◆ Stated goal 1 ◆
Give back the passage of the text on screen actresses starting at "Lizabeth Scott" and ending at "dream on, Yvette.", copied word for word.
◆ Stated goal 2 ◆
Pick up the text on screen actresses where it stops and keep writing it.

◆ Page text ◆
______________________________
You had to feel sorry for her, you really did. The minute she slinked onscreen, it was 'uh-oh' watch out, this one's gonna' get it. All you had to do was wait for the inevitable. And every single time it came as a total surprise to Jan. I think it was all the peroxide.

To show you how the camera can distort reality, Sterling was born to a well-to-do family and educated in Europe. So much for verisimilitude.

To learn about Jan Sterling and her films, please use this link.

Joan Blondell

Joan Blondell was always the hussy with the heart of gold. She was tough, she could dish it out, she knew the score, but when push came to shove, she did what the second banana usually did, she took the fall for the leading lady who usually had much less on the ball than she did. But again, it was the screen persona.

Even when she wasn't really a gold-digger, Warren Williams thought she was and treated her like it. Even when she was just there as girl-friend back-up to Carole Landis, Joan is the one who gets killed instead. True, she comes back as a ghost to frolic with Topper (in TOPPER RETURNS) and hunt for her killer, but still...

Joan always looked as if she worked at the local burlesque joint and didn't care who knew it. Yet she had a motherly vibe about her that made it impossible for anyone to dislike her.

She seemed to know every snappy one-liner ever written and wasn't shy about spitting them out. I loved Joan in just about anything she was ever in. She had a fabulous way of looking ditzy but you knew, deep inside, she was figuring the angles. With the fussy Warren Williams in GOLD DIGGERS OF 1933, she shared one of the best screen kisses ever. Yeah, believe it or not - Warren Williams. Who'd of thunk it? He fell hard for her. Who wouldn't?

To learn about Joan Blondell and her films, please use this link.

Audrey Totter

Audrey Totter had a way of popping her eyes (most on display in her famous close-up in THE LADY IN THE LAKE with Robert Montgomery as Phillip Marlowe) that eventually turned her into a caricature of herself. I could never take her seriously as a femme fatale (but I'm a woman and I wasn't meant to) and yet, she nearly always played one onscreen. She looked tough as nails without even trying, vulnerable was a reach for her.

On screen, Audrey Totter had a straight arrow spine and unyielding body posture - a combo which can be kind of romantically intimidating. Actually, this sort of thing is intimidating in real life as well. She also had a dissatisfied curl to her lip which instantly raised your hackles.

According to Wikipedia, Miss Totter is still live at the age of 93 and I say more power to her. Lots of these saucy dames lived and are living to ripe old ages which only goes to show you that playing bad on screen must be good for your health.

To learn about Audrey Totter and her films, please use this link.

Lizabeth Scott

In my view, one of the more beautiful of the tough movie broads. She had a sexy, sultry voice to die for. I like to think that with a voice like that I could have conquered not only Hollywood, but half of Europe as well. Ah, dream on, Yvette.

Scott had a reclusive quality, a loner vibe which is what I think kept her from big time Hollywood Stardom. (That and some of the movies she was in.) She looked self-contained and perfectly complacent on her own even when she was supposed to be clinging to her male lead. She also had a 'touch me not' quality which went rather well with her don't come hither beauty. In other words, she was an on-screen enigma.
______________________________
◆ Supplied records ◆
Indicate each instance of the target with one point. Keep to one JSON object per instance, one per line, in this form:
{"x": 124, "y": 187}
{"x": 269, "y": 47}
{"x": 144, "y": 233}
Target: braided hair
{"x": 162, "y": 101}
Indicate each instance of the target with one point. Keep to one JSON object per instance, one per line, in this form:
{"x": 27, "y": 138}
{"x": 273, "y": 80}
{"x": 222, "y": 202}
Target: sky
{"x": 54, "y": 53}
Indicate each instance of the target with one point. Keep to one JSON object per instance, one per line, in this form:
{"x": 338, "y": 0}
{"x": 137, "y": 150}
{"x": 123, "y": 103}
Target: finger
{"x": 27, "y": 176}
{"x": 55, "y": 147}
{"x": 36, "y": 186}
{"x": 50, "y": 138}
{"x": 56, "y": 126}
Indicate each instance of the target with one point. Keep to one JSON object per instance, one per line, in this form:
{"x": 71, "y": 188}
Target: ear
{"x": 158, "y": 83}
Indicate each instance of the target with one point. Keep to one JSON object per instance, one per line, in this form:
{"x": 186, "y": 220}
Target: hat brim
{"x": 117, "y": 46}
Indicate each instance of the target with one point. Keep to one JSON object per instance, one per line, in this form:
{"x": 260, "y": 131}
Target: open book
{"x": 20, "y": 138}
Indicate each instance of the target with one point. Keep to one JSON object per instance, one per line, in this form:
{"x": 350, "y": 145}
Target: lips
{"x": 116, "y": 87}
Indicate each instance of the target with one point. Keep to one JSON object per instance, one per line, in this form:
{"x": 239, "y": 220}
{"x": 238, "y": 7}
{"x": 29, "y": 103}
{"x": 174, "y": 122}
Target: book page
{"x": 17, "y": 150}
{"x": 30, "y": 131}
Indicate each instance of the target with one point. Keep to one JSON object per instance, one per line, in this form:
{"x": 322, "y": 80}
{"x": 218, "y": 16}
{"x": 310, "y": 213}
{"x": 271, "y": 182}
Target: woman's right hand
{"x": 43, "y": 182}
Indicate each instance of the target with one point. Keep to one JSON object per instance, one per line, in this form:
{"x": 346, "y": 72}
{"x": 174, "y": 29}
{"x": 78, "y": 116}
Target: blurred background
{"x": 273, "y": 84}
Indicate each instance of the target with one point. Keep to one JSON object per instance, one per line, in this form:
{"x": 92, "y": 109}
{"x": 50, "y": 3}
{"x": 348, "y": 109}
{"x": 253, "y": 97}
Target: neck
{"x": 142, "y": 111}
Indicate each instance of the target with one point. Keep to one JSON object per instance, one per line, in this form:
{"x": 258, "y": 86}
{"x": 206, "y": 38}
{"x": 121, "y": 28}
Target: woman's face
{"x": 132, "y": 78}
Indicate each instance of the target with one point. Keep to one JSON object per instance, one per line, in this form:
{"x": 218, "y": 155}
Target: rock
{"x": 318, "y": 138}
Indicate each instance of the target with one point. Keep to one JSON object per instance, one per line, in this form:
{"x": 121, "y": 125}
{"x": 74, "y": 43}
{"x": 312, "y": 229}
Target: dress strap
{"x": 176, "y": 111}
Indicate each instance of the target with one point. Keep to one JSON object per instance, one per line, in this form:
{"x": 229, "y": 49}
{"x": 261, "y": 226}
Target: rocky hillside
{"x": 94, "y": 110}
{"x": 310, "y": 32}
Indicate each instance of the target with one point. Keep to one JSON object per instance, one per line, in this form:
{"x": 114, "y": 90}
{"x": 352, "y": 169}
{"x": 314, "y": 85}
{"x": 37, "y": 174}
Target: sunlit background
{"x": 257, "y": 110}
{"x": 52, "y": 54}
______________________________
◆ Task result 1 ◆
Lizabeth Scott

In my view, one of the more beautiful of the tough movie broads. She had a sexy, sultry voice to die for. I like to think that with a voice like that I could have conquered not only Hollywood, but half of Europe as well. Ah, dream on, Yvette.

◆ Task result 2 ◆
She gave the cool appearance of perhaps not being being worth the trouble it would take to keep her. There's more to life than being 'sultry', but 'sultry' was Lizabeth Scott's modus operandi. She also had a way of gobbling up the camera so that when she was on screen you didn't notice much else.

For me, she was and always will be, the 'I don't care' girl. I always thought she should have been a bigger star. (Yes, I know about the rumors. But surely that couldn't have been the reason. Not in Hollywood.)

To learn about Lizabeth Scott and her films, please use this link.

Hillary Brooke in JANE EYRE


Hillary Brooke was never tougher (or more coldly alluring) then in her role as Blanche Ingram, the gold-digging 'gentle-lady' from the estate  next door, on the make for Jane Eyre's Mr. Rochester in the form of Orson Welles. I mean, her hard-edged indifference was scary.

She would have made a good vampire. But I don't think she ever played one.

In general Hillary Brooke played society types, often British, though she was American born. Her stock in trade was an  icy coolness which served her well in the roles of women who meant to get their own way in life, by hook or by crook - she made business suits look sexy. For whatever reason, Brooke's beauty never lifted her above the role of character actress and she appeared in many films and on television over the years, usually as the steely blond femme - fatale or otherwise.

Somehow, she played foil to Abbott and Costello in a couple of their movies and on their TV show. Hollywood makes for strange bedfellows.

To learn about Hillary Brooke and her films, please use this link.

Ida Lupino

Ida Lupino was a rarity down at the Division of Tough Broads. She could slide into the role of slightly used night club chanteuse just come in from slithering around the block as easily as she could play the caring and beleagured ingenue in THE ADVENTURES OF SHERLOCK HOLMES.

She all but breaks our hearts in the part of the blind girl who falls for Robert Ryan's rough detective in need of redemption in ON DANGEROUS GROUND.

But when Lupino played a hard dame, there were no two ways about it, she was as hard a dame as ever two-timed a movie he-man. Fortunately or unfortunately, she always had a way of looking smarter than the hero.  "I was the poor man's Bette Davis" she once said.

Later in her career, Ida Lupino became that rarity for film actresses then and now, a director.

To read more about Ida Lupino and her films, both as actress and director, please use this link.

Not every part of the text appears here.